== Segment start ==

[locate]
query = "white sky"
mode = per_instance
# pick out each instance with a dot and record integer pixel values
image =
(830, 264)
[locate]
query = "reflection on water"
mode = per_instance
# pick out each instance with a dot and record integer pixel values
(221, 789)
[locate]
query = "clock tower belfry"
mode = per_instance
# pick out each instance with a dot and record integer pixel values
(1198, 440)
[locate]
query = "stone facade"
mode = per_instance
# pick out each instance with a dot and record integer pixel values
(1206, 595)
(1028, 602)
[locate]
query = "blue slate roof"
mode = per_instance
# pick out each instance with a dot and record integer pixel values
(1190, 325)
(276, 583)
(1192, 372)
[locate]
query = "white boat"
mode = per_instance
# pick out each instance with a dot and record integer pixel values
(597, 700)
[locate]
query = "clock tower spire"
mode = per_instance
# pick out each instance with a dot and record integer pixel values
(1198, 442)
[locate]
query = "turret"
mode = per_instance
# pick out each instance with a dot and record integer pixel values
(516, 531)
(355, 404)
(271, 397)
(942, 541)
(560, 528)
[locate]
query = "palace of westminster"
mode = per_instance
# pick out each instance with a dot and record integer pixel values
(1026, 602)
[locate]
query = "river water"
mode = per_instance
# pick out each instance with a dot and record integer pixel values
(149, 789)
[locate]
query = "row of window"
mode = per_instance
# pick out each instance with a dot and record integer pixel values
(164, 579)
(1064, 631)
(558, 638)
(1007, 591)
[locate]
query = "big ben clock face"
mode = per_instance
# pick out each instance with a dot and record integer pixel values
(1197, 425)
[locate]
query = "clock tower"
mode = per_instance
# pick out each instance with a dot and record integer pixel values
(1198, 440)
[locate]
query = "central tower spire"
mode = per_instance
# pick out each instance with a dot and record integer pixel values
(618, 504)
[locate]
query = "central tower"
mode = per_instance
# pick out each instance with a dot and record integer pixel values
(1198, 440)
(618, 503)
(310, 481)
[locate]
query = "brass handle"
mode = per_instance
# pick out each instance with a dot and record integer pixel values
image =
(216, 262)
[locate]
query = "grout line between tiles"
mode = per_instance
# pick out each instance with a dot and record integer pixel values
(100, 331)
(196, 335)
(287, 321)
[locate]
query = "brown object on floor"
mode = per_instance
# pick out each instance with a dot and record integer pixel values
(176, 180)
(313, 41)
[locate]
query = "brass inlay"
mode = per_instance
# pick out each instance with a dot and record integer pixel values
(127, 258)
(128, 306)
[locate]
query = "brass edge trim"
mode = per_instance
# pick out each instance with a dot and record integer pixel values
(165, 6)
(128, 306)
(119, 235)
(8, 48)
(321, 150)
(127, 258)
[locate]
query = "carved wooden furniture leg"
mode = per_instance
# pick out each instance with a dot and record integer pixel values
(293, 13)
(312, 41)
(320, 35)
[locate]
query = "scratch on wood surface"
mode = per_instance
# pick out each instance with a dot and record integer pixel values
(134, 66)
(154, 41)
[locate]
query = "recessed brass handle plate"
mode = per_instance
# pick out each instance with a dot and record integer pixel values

== Segment end ==

▶ Activity: Repeat all of the records above exactly as they appear.

▶ Solution:
[locate]
query = "white sky"
mode = per_instance
# pick out each instance with a dot and record integer pixel values
image =
(830, 264)
[locate]
query = "reflection on water"
mode = per_instance
# pick out each instance with a dot and record integer pixel values
(221, 789)
[locate]
query = "clock tower belfry"
mode = per_instance
# pick out each instance with a dot and record integer pixel values
(1198, 440)
[locate]
query = "stone facade"
mode = per_instance
# pick out each instance with a dot and record integer pixel values
(1206, 595)
(1028, 602)
[locate]
query = "blue slate roof"
mode = per_instance
# pick out each instance with a dot and record integer pixel values
(1190, 325)
(276, 583)
(1192, 372)
[locate]
query = "white boat"
mode = per_instance
# pick out each instance with a dot and record integer pixel values
(597, 700)
[locate]
query = "clock tower spire"
mode = per_instance
# pick out each instance with a dot and record integer pixel values
(1198, 442)
[locate]
query = "turret"
mode = per_instance
# pick out each instance with a dot and record integer pixel values
(516, 531)
(355, 404)
(271, 397)
(942, 541)
(560, 528)
[locate]
query = "palace of westminster"
mode = per_instance
# pick out each instance with a dot and record integer pixel values
(1026, 602)
[locate]
query = "river water"
mode = per_instance
# pick out each instance with a dot and record integer pixel values
(149, 789)
[locate]
query = "row of window"
mode = per_instance
# pick out each instance with a dot and record integer pixel values
(164, 579)
(1064, 631)
(558, 638)
(1007, 591)
[locate]
query = "big ben clock face"
mode = per_instance
# pick out each instance with a dot and record integer pixel values
(1197, 425)
[locate]
query = "clock tower"
mode = per_instance
# pick out each instance with a dot and record integer pixel values
(1198, 440)
[locate]
query = "central tower spire"
mode = per_instance
# pick out each instance with a dot and record integer pixel values
(618, 504)
[locate]
query = "central tower"
mode = per_instance
# pick out each instance with a dot and record integer pixel values
(1198, 440)
(618, 503)
(310, 481)
[locate]
query = "brass handle"
mode = per_instance
# pick out each instance with a dot and record integer pixel values
image =
(216, 262)
[locate]
query = "grout line between tiles"
mode = per_instance
# pick out each instance with a dot and record integer pixel values
(100, 331)
(196, 335)
(287, 321)
[locate]
query = "brown object on floor"
mode = per_instance
# pick out each instance with a dot and record integer pixel values
(176, 180)
(313, 41)
[locate]
query = "brass inlay"
mode = per_instance
# pick out each instance with a dot and record integer pixel values
(127, 258)
(128, 306)
[locate]
query = "brass edge trim"
mode = per_instance
# pick out each instance with a dot and record integer pixel values
(165, 6)
(128, 306)
(119, 235)
(8, 48)
(321, 150)
(127, 258)
[locate]
query = "carved wooden furniture leg"
mode = per_instance
# pick out each instance with a dot and record integer pixel values
(293, 13)
(312, 41)
(320, 35)
[locate]
query = "scratch on wood surface"
mode = per_instance
# pick out each instance with a dot and record integer pixel values
(134, 66)
(154, 41)
[locate]
query = "recessed brass handle plate"
mode = per_instance
# pick out each instance with a dot and record integer pixel values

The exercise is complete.